> [The exercise]:
Find every line in the listing below that contains the word "side", and copy each of those lines.
++++++
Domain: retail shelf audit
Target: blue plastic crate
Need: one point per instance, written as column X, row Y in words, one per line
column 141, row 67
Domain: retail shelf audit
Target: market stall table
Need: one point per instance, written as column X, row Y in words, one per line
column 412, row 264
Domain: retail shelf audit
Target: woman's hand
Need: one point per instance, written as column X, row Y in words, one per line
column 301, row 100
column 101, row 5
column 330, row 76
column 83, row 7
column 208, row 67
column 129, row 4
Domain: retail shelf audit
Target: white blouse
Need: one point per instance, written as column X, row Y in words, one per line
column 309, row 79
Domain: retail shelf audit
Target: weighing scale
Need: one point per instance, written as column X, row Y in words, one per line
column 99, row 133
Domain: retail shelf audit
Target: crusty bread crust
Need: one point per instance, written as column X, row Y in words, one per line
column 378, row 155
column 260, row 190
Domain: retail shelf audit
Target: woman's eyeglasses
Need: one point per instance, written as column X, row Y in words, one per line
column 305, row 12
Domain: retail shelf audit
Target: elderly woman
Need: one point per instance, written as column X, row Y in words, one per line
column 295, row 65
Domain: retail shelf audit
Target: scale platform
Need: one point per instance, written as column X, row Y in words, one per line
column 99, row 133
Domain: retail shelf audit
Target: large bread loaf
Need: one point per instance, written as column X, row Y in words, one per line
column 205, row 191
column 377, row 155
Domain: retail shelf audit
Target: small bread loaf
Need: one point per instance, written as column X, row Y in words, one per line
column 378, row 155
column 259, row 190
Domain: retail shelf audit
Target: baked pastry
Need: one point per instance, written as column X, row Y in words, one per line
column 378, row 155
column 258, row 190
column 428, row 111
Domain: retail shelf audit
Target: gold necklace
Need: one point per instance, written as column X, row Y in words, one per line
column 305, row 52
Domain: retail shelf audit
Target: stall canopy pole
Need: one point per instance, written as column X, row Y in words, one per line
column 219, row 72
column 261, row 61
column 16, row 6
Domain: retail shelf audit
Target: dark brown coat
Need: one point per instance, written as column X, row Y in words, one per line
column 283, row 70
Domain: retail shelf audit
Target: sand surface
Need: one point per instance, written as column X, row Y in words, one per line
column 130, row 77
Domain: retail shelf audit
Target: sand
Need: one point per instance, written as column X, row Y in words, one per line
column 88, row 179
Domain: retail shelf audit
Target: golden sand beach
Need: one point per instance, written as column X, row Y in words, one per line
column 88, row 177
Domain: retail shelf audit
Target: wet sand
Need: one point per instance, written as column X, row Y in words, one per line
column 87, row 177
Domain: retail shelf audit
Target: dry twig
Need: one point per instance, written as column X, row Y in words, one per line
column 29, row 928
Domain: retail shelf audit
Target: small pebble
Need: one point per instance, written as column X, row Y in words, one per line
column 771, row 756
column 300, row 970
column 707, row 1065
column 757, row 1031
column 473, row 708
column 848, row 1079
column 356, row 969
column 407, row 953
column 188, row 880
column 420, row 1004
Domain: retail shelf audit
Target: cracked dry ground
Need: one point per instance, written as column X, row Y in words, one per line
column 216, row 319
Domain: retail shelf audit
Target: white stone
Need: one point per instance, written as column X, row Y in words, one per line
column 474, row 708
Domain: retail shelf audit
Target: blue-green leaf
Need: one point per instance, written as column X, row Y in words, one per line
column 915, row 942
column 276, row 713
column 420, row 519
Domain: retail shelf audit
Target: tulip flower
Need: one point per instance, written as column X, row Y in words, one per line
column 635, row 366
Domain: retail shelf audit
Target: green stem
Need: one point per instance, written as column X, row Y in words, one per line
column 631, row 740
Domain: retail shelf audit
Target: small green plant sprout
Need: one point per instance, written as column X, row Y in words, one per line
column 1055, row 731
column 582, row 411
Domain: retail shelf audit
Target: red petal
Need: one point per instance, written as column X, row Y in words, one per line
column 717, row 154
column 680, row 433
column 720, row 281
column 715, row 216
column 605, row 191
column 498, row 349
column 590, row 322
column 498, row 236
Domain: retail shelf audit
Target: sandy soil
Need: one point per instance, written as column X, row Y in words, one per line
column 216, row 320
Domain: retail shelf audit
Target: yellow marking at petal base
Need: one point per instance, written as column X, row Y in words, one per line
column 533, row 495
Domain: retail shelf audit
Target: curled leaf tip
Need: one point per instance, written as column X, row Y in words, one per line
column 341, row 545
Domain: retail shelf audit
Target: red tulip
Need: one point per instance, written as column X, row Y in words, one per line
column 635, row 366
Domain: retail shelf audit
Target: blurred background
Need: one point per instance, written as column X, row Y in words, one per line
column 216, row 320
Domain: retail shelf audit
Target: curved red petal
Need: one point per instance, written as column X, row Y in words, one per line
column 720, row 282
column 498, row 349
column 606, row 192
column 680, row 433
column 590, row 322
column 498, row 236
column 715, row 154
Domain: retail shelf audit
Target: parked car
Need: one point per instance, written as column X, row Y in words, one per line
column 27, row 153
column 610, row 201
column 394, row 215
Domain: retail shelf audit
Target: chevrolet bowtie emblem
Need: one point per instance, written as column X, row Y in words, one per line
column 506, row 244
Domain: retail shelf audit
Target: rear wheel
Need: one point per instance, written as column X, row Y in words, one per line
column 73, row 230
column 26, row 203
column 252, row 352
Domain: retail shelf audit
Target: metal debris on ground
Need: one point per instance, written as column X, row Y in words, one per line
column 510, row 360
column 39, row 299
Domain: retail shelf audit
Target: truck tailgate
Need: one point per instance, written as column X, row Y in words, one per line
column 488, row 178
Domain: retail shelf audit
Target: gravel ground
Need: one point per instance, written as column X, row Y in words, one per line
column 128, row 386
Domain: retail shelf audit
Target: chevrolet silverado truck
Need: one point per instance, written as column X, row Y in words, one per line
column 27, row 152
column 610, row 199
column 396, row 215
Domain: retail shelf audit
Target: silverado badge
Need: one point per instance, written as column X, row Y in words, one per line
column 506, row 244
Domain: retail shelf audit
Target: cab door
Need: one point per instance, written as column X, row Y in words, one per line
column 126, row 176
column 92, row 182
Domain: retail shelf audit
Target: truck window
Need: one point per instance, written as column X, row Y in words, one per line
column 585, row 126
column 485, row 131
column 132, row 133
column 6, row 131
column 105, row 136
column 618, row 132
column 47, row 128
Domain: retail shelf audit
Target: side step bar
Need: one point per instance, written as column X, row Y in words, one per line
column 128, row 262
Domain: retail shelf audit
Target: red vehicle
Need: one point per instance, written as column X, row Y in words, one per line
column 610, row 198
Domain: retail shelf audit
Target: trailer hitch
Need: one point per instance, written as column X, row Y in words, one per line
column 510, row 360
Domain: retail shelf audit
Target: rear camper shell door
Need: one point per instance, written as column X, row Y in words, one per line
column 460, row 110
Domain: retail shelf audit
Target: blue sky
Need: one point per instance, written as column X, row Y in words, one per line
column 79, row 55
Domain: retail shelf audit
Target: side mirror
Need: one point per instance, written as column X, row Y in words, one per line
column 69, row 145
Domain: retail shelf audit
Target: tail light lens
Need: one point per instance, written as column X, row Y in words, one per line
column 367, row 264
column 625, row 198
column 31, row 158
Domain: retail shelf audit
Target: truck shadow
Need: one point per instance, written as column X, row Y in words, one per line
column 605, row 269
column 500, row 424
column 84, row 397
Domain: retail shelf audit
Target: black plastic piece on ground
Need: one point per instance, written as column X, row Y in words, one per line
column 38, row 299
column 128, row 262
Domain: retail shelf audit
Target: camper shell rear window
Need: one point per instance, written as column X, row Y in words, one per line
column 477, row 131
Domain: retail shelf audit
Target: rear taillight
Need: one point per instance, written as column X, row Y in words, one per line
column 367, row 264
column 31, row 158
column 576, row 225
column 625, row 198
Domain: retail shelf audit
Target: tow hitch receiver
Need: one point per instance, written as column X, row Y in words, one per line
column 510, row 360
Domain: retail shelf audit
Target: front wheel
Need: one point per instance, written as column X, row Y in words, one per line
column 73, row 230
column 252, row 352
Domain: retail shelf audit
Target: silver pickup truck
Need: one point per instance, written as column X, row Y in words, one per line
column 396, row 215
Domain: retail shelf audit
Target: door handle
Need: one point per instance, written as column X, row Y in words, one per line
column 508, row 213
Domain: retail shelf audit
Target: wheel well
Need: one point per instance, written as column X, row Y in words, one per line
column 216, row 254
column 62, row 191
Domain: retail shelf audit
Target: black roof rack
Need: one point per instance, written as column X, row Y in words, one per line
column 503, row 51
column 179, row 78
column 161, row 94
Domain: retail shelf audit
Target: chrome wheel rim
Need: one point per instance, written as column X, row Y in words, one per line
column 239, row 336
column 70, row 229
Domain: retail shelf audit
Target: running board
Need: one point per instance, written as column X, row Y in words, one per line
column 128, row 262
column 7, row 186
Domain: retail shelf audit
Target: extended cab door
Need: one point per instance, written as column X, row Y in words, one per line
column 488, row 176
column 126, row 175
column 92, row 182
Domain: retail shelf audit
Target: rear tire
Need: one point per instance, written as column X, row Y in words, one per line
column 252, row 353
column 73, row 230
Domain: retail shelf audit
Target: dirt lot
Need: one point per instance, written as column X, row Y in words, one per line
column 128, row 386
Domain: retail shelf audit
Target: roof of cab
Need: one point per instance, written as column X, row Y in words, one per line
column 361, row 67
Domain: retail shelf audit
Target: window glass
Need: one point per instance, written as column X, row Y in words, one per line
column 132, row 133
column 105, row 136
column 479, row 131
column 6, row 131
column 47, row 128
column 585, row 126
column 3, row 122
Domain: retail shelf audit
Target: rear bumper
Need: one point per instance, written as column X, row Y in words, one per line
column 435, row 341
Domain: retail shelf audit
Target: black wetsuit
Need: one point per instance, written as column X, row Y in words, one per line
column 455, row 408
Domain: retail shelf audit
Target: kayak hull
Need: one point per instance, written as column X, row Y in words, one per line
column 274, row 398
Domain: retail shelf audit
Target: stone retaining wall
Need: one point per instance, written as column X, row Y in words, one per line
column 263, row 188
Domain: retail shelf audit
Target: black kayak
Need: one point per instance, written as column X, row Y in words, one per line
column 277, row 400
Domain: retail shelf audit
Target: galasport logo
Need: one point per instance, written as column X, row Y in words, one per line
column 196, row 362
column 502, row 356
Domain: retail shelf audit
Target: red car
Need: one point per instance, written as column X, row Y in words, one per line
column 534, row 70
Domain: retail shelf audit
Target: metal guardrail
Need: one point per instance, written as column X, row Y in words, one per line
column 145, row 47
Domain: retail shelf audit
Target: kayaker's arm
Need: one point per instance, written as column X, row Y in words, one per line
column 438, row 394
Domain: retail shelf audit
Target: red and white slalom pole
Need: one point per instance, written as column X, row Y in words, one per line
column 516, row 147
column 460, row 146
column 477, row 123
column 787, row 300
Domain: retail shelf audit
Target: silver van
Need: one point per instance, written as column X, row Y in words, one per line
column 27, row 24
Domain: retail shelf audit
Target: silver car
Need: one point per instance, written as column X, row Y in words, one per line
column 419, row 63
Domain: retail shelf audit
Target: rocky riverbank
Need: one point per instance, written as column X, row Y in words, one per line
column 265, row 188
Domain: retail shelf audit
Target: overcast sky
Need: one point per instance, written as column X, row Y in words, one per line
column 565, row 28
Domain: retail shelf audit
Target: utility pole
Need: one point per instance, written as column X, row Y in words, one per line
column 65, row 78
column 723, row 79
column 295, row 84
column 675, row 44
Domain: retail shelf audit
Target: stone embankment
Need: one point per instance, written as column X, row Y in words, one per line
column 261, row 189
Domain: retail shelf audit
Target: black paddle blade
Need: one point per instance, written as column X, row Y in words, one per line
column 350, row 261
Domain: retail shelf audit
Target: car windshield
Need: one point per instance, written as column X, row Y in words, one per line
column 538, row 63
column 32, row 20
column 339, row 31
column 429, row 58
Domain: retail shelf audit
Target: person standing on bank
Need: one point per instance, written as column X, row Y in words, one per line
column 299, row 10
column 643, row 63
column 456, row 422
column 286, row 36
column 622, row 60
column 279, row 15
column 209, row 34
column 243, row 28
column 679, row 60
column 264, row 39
++++++
> [Output for this task]:
Target: side step bar
Target: side mirror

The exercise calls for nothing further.